Work required: Copy the records below in full, keeping each word as it is but omitting the pictures.

Provided information:
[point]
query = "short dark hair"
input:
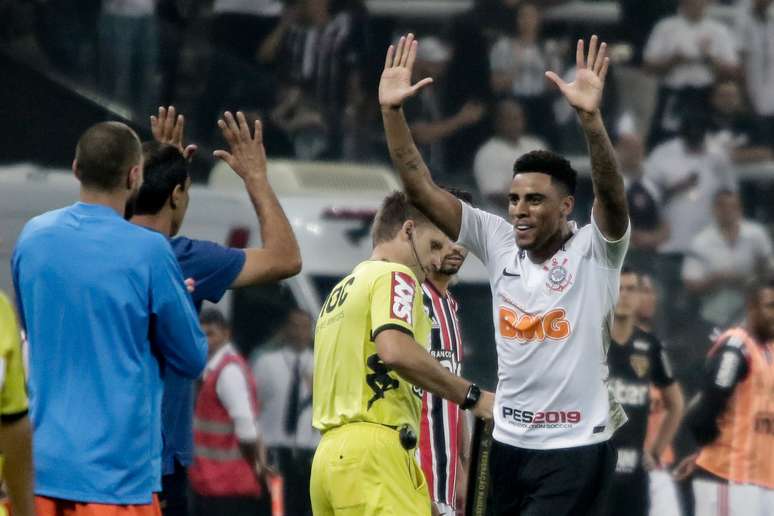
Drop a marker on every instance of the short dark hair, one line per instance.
(460, 194)
(394, 212)
(104, 155)
(165, 169)
(550, 163)
(213, 316)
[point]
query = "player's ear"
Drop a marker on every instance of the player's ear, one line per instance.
(176, 196)
(134, 178)
(407, 230)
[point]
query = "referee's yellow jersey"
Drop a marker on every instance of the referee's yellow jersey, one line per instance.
(351, 383)
(13, 394)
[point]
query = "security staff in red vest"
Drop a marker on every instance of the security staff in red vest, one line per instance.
(229, 457)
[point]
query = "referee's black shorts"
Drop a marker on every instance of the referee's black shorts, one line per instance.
(563, 482)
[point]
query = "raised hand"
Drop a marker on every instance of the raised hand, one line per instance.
(585, 92)
(395, 85)
(168, 128)
(247, 156)
(485, 406)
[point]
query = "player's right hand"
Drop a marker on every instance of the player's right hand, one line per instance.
(247, 156)
(485, 406)
(168, 128)
(395, 85)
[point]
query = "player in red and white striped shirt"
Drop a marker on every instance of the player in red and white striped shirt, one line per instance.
(443, 439)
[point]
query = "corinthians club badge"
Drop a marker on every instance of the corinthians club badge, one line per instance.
(640, 364)
(559, 278)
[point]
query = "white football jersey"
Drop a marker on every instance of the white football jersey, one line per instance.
(551, 325)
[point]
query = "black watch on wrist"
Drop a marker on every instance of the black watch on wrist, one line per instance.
(472, 397)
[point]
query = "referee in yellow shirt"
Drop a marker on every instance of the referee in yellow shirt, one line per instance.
(370, 367)
(15, 432)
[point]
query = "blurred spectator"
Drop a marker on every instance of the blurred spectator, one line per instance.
(236, 77)
(323, 48)
(689, 173)
(732, 419)
(664, 499)
(428, 125)
(129, 53)
(174, 16)
(636, 360)
(722, 258)
(493, 165)
(647, 309)
(733, 128)
(649, 229)
(229, 457)
(519, 63)
(284, 379)
(302, 124)
(689, 51)
(755, 35)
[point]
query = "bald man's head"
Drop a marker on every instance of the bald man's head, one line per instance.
(105, 155)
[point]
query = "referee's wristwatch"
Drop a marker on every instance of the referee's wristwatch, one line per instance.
(471, 397)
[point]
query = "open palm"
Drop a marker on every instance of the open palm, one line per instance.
(395, 85)
(585, 92)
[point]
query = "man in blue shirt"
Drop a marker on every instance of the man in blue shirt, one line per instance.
(105, 310)
(161, 206)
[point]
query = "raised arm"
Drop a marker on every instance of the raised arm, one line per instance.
(585, 95)
(280, 256)
(395, 87)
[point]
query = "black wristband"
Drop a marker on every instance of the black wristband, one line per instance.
(471, 397)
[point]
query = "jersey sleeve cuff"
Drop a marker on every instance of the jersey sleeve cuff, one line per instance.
(391, 326)
(8, 419)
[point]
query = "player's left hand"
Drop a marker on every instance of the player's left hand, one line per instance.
(247, 156)
(485, 406)
(585, 92)
(395, 84)
(168, 127)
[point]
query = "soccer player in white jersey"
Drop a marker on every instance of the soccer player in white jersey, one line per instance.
(554, 286)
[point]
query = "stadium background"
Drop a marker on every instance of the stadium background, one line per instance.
(61, 73)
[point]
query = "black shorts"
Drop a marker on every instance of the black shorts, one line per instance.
(563, 482)
(629, 495)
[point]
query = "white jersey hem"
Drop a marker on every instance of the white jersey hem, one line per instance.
(552, 444)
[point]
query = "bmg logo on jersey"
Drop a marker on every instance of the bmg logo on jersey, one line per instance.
(526, 328)
(543, 419)
(402, 297)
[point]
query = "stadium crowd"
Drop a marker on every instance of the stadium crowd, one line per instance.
(689, 102)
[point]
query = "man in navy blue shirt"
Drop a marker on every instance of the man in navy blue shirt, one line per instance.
(161, 206)
(103, 305)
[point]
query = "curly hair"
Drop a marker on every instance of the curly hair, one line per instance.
(550, 163)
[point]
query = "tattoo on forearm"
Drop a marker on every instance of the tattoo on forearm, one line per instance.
(608, 183)
(409, 158)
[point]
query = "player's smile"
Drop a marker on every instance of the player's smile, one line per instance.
(524, 231)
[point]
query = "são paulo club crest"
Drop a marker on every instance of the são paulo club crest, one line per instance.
(559, 278)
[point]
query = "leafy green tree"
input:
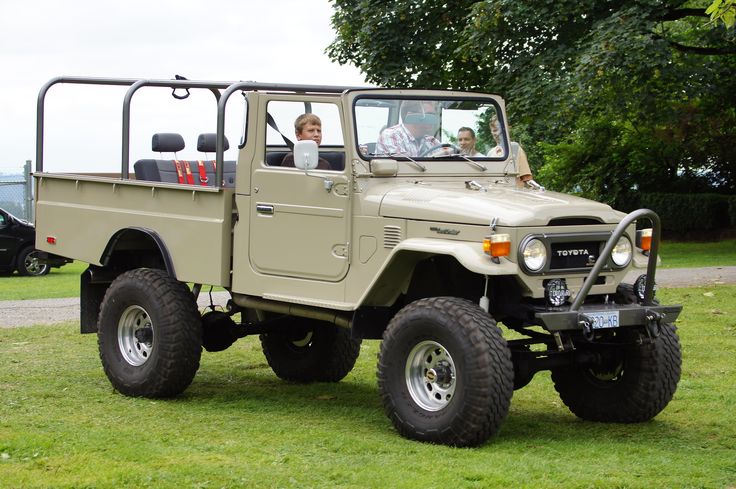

Your solution:
[point]
query = "short dark hair"
input:
Drop a marker on every instance of the short dark hair, one line per instance.
(460, 194)
(394, 212)
(104, 155)
(165, 169)
(550, 163)
(213, 316)
[point]
query = "player's ear"
Drop a marker on every instance of the player's ear, one line per instance.
(176, 196)
(134, 178)
(407, 230)
[point]
query = "referee's yellow jersey"
Drop a marker on every instance of the referee's yellow jersey, one line per instance.
(351, 383)
(13, 394)
[point]
query = "security staff in red vest"
Drop a marker on every instance of the security staff in red vest, one line per instance.
(229, 457)
[point]
query = "referee's black shorts"
Drop a marker on every instance of the referee's black shorts, one line per instance.
(563, 482)
[point]
query = "raised hand"
Drop a marker on every instance of the raised hand, one line per instance.
(585, 92)
(395, 85)
(168, 128)
(247, 156)
(485, 406)
[point]
query = "player's right hand"
Drop a marker on every instance of the player's right hand, one line per instance.
(247, 156)
(485, 406)
(168, 128)
(395, 85)
[point]
query = "player in red and white striped shirt"
Drop a marker on every instance of the player in red and white striped shirt, one line per instance.
(443, 439)
[point]
query = "corinthians club badge"
Drop a marker on every instance of the corinthians club badge, one line per instance.
(640, 364)
(559, 278)
[point]
query = "white football jersey"
Drop a marker on every instance of the white football jersey, one line per instance.
(551, 325)
[point]
query = "black watch on wrist"
Drop a marker on every instance of the black watch on wrist, one line per instance.
(472, 397)
[point]
query = "referee in yellow shirt"
Drop a marker on every instance of the referee in yellow shirt, one line per instance.
(370, 367)
(15, 432)
[point]
query = "blurred spectator"
Drop a marker on every instance of the blurred spectator, one line per instance.
(236, 77)
(323, 48)
(689, 173)
(732, 419)
(664, 499)
(428, 125)
(129, 53)
(174, 16)
(636, 360)
(722, 258)
(493, 165)
(647, 309)
(733, 128)
(649, 229)
(229, 457)
(519, 63)
(284, 379)
(302, 124)
(689, 51)
(755, 35)
[point]
query = "bald man's head"
Drop a marker on every instance of the bald man's head, one line per instance.
(105, 155)
[point]
query = "referee's wristwatch"
Drop a marker on every instance of the referee's wristwatch, one line per instance.
(471, 397)
[point]
query = "open palm"
Drop a marker on every instance of the open palm, one line per instance.
(395, 85)
(585, 92)
[point]
query = "man in blue shirt"
Drop a marker on every instance of the man in blue shirt, one line per instance.
(105, 310)
(161, 206)
[point]
query = "raised arm"
Drop a marker on every instance of the raised arm, one line per instance.
(585, 95)
(280, 256)
(395, 87)
[point]
query = "black wristband"
Drop a marker on every instance of the black wristband, one line per instance.
(471, 397)
[point]
query = "jersey sleeve cuff"
Drop a marker on every instance of the jersey sleeve cuff, one line per instance.
(391, 326)
(8, 419)
[point]
query = "player's left hand"
Drop a marker on every instance of the player's left hand, one line per instance.
(247, 156)
(485, 406)
(585, 92)
(395, 84)
(168, 127)
[point]
query = "soccer player in white jersey"
Drop a marker on every instance of the soccer player in white jersey, one line per instance.
(554, 286)
[point]
query = "stadium background"
Drop a marker on every instance of the stadium background, one line per instance.
(61, 73)
[point]
query = "black shorts"
Drop a marker on every instance of the black shorts, one line per instance.
(563, 482)
(629, 495)
[point]
query = "white jersey hem"
Drop a marker on every instance of the white jersey hem, one line per instance.
(552, 444)
[point]
query = "bmg logo on jersey"
Drop a marker on every instance of the bmg logo on jersey, one line per instance.
(526, 328)
(543, 419)
(402, 297)
[point]
query = "stadium crowd"
Drop a marker on every instance of the stadium crowd, one line per instance.
(689, 102)
[point]
query = "man in navy blue shirt"
Drop a marker on every instance of the man in navy blue shirt, one line per instance.
(161, 206)
(103, 305)
[point]
query = "curly hair"
Drop a marker on every instance of the curly hair, one line per instance.
(550, 163)
[point]
query = "tattoo on forearm"
Drop a marker on every instance of the tattoo on forearm, one line per instance.
(608, 183)
(409, 158)
[point]
query = "player's smile"
Drop a marker on every instance of the player's smile, one line per instance.
(524, 231)
[point]
query = "são paulo club crest"
Drop a marker on every instance of the são paulo club crest, one line per instance.
(559, 278)
[point]
query = "leafy green tree"
input:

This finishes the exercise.